— Action item —
Print the line containing "Query: black coat" and every line after it exactly as written, through the end of the records.

[Image-grounded pointing data]
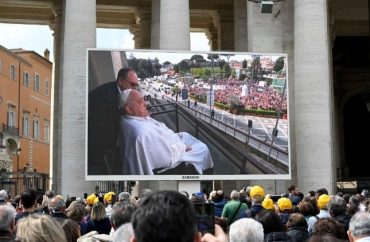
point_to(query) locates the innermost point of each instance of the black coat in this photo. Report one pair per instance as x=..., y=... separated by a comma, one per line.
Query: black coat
x=103, y=130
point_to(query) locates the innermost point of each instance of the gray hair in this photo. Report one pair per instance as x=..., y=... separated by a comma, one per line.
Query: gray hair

— Answer area —
Query: black coat
x=103, y=130
point_to(query) locates the innermost point of each instance of the gray hair in this photo. Report one pair per instance as x=..., y=... separated by a comma, one per line.
Query: gray hair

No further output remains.